__Stored data__.
------------------------

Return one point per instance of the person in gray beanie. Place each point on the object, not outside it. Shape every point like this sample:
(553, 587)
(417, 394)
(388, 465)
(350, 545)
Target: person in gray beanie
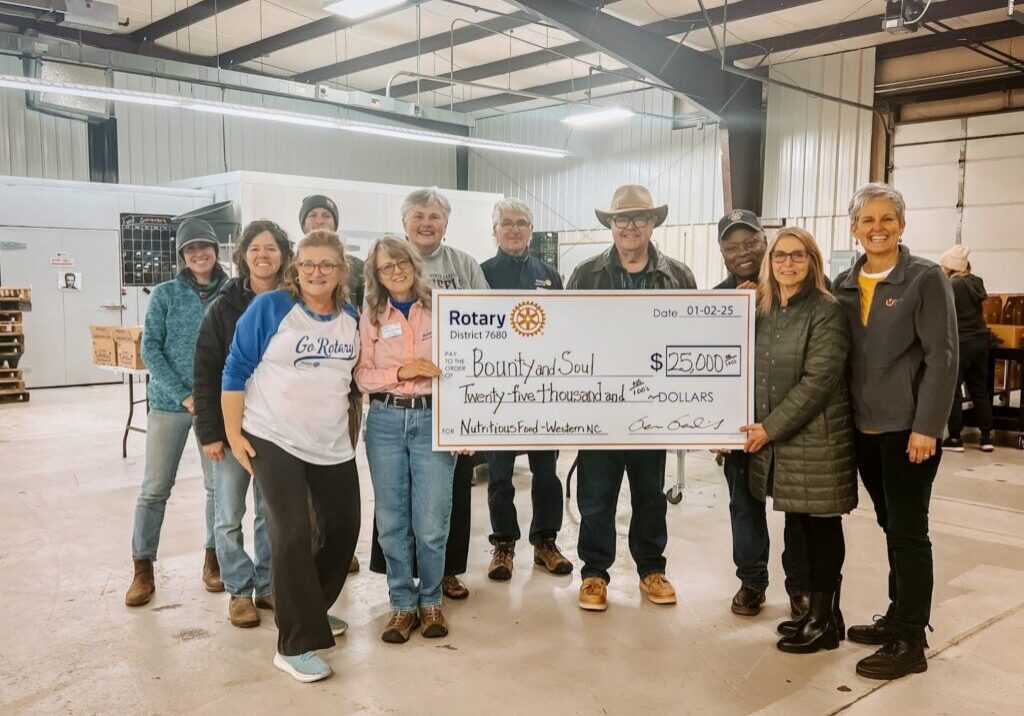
(321, 212)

------------------------

__Exercise prompt__.
An exact copy of every entry, pictures left out, is what to write here.

__Solution to this task__.
Return one point per instance of the person in gray beanie. Place each point on the object, not outside it. Shape every point like this sample:
(553, 587)
(417, 394)
(388, 465)
(350, 545)
Target: person in gray beanie
(321, 212)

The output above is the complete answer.